Excerpted text:
------------------------
We crawl our way there, and there are a lot of nervous players wondering if it will be up to them, including me. Crippled or no, i won’t see this lost if there is anything I can do to prevent it. We reach the score, I want the captains to examine the books and declare the game won or lost, the boys opt to let them bat on for a couple of extra runs just to make sure. This never works, and Silk loses his stumps. So then, they pull it up.

I leave pretty much immediately, I'm a little worried, and angry that once again I'm injured. Straight to the hospital for our free, but sometimes slow healthcare.


Reception. I waited for a few moments flirting with a Scots girl, before i got to see someone. "Can i please, have some ice and a form to fill out so i can sit down?"




The careflight chopper. This is not the Caecescu chopper I previously mentioned. This is a similar thing, but this is primarily for sick kids, needing to come in from the country and the like, where the air services are limited.
------------------------
Required action 1:
Answer these questions about the account of the cricket match and hospital visit:
(a) Which player loses his stumps when the team bats on for extra runs?
(b) Where does the narrator go straight after leaving the game?
(c) What is the careflight chopper primarily for?
Required action 2: Write a continuation of the account of the cricket match and hospital visit, starting right after its final sentence about the careflight chopper.
The records that follow are from a separate source and are unrelated to this text.

Supplied information:
------------------------
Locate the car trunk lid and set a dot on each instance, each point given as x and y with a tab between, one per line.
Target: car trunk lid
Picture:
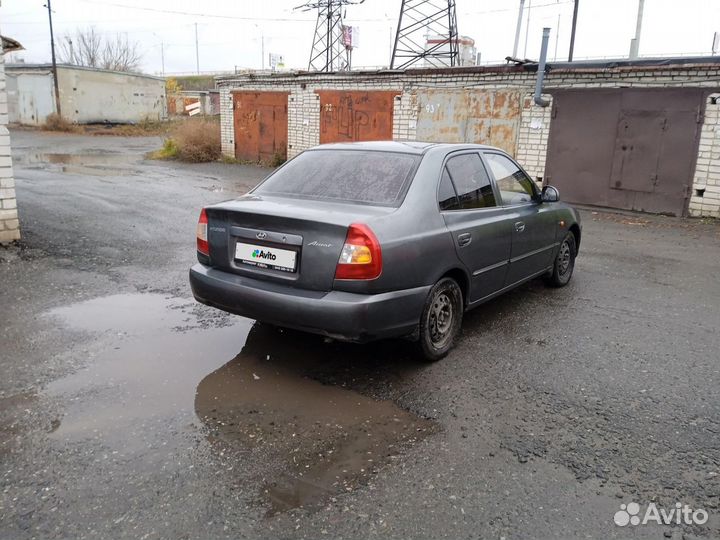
291	241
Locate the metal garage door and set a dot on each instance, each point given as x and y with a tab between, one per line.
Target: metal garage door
475	116
625	148
260	126
355	116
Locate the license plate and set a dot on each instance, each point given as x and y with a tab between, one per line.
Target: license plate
266	257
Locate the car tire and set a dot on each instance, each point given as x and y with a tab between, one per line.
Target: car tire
564	263
441	320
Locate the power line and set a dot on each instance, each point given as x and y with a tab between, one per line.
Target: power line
196	14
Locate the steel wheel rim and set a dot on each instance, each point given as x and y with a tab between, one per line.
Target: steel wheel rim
441	319
564	258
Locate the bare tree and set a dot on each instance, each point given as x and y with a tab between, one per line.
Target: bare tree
89	48
119	54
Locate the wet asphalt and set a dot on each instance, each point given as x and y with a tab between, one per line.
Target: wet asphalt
129	411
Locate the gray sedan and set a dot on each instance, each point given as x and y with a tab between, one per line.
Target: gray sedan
365	241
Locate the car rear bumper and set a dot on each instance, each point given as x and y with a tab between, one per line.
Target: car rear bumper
337	314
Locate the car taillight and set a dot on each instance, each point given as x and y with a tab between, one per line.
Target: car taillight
361	257
202	234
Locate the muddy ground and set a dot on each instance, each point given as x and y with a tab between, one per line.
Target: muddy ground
128	411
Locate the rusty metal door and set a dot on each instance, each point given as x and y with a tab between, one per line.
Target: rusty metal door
627	148
356	116
261	129
474	116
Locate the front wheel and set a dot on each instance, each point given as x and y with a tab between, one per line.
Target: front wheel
564	262
441	319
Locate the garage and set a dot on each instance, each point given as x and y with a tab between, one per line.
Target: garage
356	116
476	116
627	148
261	128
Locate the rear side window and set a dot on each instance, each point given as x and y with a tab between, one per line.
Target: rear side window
471	182
447	199
514	185
366	177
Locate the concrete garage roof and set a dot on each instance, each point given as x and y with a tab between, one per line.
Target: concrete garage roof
644	64
45	67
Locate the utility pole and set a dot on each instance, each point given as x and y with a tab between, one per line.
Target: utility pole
197	53
52	52
572	32
635	42
527	29
518	27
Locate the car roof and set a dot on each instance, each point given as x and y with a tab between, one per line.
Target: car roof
408	147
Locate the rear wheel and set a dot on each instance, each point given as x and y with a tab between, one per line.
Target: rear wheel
441	319
564	262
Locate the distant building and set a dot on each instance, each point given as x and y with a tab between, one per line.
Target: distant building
192	102
466	49
87	95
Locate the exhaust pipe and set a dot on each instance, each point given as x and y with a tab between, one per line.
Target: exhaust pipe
541	70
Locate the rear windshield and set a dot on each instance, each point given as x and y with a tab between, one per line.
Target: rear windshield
375	178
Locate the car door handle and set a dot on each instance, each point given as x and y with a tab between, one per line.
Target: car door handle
464	239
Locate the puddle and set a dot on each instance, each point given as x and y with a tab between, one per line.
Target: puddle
169	370
92	164
157	351
332	440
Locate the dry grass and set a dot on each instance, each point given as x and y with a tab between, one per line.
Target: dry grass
144	128
195	140
55	122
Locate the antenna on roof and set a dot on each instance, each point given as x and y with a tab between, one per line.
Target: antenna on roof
331	49
427	30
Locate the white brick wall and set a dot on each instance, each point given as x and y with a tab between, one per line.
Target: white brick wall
705	199
532	138
9	225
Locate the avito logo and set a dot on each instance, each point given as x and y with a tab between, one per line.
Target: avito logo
262	254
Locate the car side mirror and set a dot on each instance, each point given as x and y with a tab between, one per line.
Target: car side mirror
550	194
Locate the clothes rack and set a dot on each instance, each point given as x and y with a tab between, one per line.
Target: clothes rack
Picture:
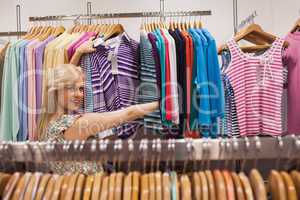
196	149
121	15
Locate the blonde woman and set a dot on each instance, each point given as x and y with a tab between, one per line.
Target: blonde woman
65	96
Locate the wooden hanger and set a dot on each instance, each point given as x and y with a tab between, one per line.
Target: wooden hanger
104	188
127	190
29	192
296	27
57	188
119	186
254	34
289	186
88	188
11	185
79	187
220	185
204	186
145	191
246	186
229	185
97	185
135	185
152	186
211	185
186	188
71	186
64	187
43	184
158	188
4	179
258	185
277	186
21	187
197	186
50	187
112	186
166	186
296	179
240	195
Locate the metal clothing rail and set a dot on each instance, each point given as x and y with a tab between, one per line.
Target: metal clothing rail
20	33
121	15
145	150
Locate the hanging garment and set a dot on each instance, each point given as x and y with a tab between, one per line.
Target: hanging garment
291	60
10	114
149	90
258	84
115	74
85	63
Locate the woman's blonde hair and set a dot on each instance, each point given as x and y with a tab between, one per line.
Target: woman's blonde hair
55	79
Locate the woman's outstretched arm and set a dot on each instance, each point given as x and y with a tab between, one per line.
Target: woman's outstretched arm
92	123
------------------------
Written reply 1:
(a) Silk.
(b) Straight to the hospital.
(c) It is primarily for sick kids who need to come in from the country and similar areas where air services are limited.

Written reply 2:
and then there’s a pizza guy, which I find surreal.

And my rapidly swelling ankle




I don’t even know if you can tell that it’s swollen anymore.


Then there’s Nick who gets carried in by his mother and sister, also with an ankle injury, his from touch football. I haven’t seen nick since the summer we finished high school apart from the reunion a couple of years ago. We’re both in more pain than we care to admit, but couldn’t keep a straight face at the idea of a photo to celebrate this reunion of old, and newly crippled, friends. I mean what are the odds?


I’m xrayed a couple of times, and I’m starting to worry and wonder. This is my worried face. All I want is a cigarette, a beer, and the pain to FUCK THE HELL OFF.


"We think there’s something busted up in there."
The doctor was so enthusiastic about photos that he made me hop out of the room and down the hall, past bemused medics, to the lightbox so i could get a good photo. I told him it wouldn't come out.(I’m quite good at hopping, as well as skipping, but they’re not very gentlemanly and dignified forms of locomotion).
"So yeah, maybe we’ll put you in some plaster."


Are you fucking serious?


But it’s so ridiculous it’s still funny.


The last time I see my leg… bye-bye leg. Have fun. In the darkness. Alone.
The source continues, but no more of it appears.